▶ **Job**:
Please copy out all the records below, swapping "on a single line" for "on one line" wherever it occurs and changing nothing else.

.....

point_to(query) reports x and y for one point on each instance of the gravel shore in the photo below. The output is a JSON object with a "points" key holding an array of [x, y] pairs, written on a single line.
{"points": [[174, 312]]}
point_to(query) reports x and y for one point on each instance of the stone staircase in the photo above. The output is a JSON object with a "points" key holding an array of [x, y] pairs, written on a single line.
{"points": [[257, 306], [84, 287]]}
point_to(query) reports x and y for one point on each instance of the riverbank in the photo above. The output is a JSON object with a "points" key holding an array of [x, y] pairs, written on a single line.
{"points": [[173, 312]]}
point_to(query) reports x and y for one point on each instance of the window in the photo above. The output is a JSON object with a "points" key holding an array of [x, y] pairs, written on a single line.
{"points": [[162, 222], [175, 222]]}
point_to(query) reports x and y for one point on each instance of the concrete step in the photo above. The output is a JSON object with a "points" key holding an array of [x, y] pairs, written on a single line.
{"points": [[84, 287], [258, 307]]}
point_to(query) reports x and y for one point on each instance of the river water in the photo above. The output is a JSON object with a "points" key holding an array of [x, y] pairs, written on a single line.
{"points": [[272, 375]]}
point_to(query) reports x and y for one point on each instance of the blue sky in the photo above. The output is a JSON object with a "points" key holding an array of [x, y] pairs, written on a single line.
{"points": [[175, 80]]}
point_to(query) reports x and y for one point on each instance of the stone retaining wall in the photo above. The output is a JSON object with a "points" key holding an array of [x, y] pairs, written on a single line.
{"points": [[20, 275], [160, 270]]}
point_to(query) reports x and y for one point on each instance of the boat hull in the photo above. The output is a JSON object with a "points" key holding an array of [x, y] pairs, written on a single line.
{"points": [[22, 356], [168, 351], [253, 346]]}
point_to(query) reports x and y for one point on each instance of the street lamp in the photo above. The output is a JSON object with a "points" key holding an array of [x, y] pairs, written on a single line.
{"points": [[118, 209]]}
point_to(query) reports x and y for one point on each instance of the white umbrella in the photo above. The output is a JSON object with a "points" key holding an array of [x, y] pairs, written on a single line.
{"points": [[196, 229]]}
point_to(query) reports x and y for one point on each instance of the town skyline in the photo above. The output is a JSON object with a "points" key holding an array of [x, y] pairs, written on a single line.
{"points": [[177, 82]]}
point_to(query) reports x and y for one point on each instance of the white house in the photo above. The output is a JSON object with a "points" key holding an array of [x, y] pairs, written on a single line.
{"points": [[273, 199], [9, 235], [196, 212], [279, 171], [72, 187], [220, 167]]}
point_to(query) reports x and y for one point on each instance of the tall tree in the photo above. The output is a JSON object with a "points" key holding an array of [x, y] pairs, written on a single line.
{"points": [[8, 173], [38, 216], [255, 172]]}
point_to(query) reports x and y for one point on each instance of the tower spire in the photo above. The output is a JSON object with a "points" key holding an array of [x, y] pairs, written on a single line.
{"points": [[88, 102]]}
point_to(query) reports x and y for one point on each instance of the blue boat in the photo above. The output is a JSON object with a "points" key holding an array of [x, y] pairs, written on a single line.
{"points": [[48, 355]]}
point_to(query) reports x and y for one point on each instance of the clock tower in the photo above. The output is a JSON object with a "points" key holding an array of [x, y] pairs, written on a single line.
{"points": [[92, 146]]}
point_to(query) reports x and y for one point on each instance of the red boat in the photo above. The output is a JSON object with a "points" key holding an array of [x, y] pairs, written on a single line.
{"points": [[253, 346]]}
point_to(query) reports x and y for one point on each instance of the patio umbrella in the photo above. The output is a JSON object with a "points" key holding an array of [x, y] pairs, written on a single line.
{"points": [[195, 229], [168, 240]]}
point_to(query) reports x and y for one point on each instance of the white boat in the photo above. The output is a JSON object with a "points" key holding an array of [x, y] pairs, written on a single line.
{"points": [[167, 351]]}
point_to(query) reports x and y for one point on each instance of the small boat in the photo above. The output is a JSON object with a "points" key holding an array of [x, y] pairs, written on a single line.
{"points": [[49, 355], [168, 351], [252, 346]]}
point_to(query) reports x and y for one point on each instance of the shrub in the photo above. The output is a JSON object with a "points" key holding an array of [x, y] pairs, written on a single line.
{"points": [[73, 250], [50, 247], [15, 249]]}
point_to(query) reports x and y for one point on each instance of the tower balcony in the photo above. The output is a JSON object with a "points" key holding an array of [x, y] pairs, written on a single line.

.....

▶ **Solution for this exercise**:
point_to(query) reports x and y for one point on each instance of the gravel shore in the photo below. The output is a JSON object with a "points" key holding an array of [x, y] pairs, written on one line.
{"points": [[174, 312]]}
point_to(query) reports x and y for one point on each instance of the stone staircase in the photo above. The output is a JSON object with a "points" key holding an array of [x, y] pairs, written on one line.
{"points": [[257, 306], [84, 287]]}
point_to(query) reports x and y for one point on each instance of the riverbank in the photo above. The output is a JSON object with a "points" key holding an array of [x, y] pairs, written on one line.
{"points": [[173, 312]]}
point_to(query) reports x and y for one point on each instance of the window in the photo above. The output is a JSON object with a "points" key holding an array of [x, y] pairs, written on one line.
{"points": [[162, 222], [175, 222]]}
point_to(query) reports x and y for one point on each instance of the concrete step in the photo above. The output is a JSON object with a "points" key holding an array of [x, y] pairs, written on one line.
{"points": [[84, 287], [258, 307]]}
point_to(query) reports x and y for one point on each instance of the river water in the photo above. The output is a JSON object with a "points" key holding an array of [x, y] pairs, written on one line.
{"points": [[272, 375]]}
point_to(query) reports x and y for one point on each instance of the blue sky in the photo above. The output is a JSON object with a "points" key holding an array of [x, y] pairs, written on one line.
{"points": [[175, 80]]}
point_to(query) reports x and y for one point on each instance of the stone retaining wall in the photo above. The output is a JSON object with a "points" key holding an array of [x, y] pairs, written on one line.
{"points": [[20, 275], [160, 270]]}
point_to(query) reports x and y for one point on each instance of the boat hull in the photo above. The output is a JSON object with a "points" key holding an array of [x, y] pairs, written on one line.
{"points": [[22, 356], [168, 351], [253, 346]]}
point_to(query) reports x and y for one point on each instance of the street lamp in the photo above. The output is a JSON object with a "points" key holding an array of [x, y] pairs, written on one line.
{"points": [[118, 209]]}
point_to(query) reports x and y for one point on each instance of the white umbrella in the photo above. The output is a JSON object with a "points" key holding an array of [x, y] pairs, written on one line.
{"points": [[196, 229]]}
point_to(query) reports x and y for one point on each instance of the town skyline in the photo above. The output is a JSON object with a "points" key holding an array of [x, y] pairs, written on one line.
{"points": [[177, 82]]}
point_to(query) reports x and y for one point on each instance of the white house in the photo above. The output is a JSON object with a "points" key holding an array of [x, y] pairs, written on one line.
{"points": [[273, 199], [9, 235], [196, 212], [279, 171], [72, 187], [220, 167]]}
point_to(query) reports x and y for one point on each instance of the tall tree in the photo above. The output is a JSON object with a "points" key holding an array of [x, y] pairs, written on one line.
{"points": [[8, 173], [38, 216], [255, 172]]}
point_to(query) reports x and y for one point on each instance of the tower spire in the photo above. The output is a JSON object with a "points" key holding an array of [x, y] pairs, written on one line.
{"points": [[88, 102]]}
point_to(query) reports x and y for one point on each instance of the blue boat in the photo above. The output is a JSON object with a "points" key holding an array of [x, y] pairs, written on one line.
{"points": [[48, 355]]}
point_to(query) reports x and y for one point on each instance of the clock tower in the photo above. The output is a JSON object with a "points" key holding an array of [x, y] pairs, written on one line.
{"points": [[92, 146]]}
point_to(query) reports x and y for one point on each instance of the red boat in the photo above. The output is a JSON object with a "points" key holding an array of [x, y] pairs, written on one line.
{"points": [[253, 346]]}
point_to(query) reports x and y for one point on each instance of the patio umbrella in the photo above. The output is a JSON object with a "points" key holding an array of [x, y] pairs, written on one line.
{"points": [[195, 229], [168, 240]]}
point_to(query) reports x and y for one point on each instance of the white boat in the photo above. The output is a JSON object with a "points" key holding an array of [x, y] pairs, written on one line.
{"points": [[167, 351]]}
point_to(query) reports x and y for one point on each instance of the small boat in the photo above. The output is a JSON object with a "points" key holding an array of [x, y] pairs, written on one line.
{"points": [[49, 355], [168, 351], [252, 346]]}
point_to(query) reports x and y for one point on each instance of the shrub in the photo above. The output is a JSON object with a "points" key holding an array of [x, y] pairs, written on one line.
{"points": [[73, 250], [50, 247], [15, 249]]}
point_to(query) reports x and y for one point on each instance of the tower balcony in the photo above. The output is a JSON object with a "points" key holding an array of [x, y] pairs, written on one line.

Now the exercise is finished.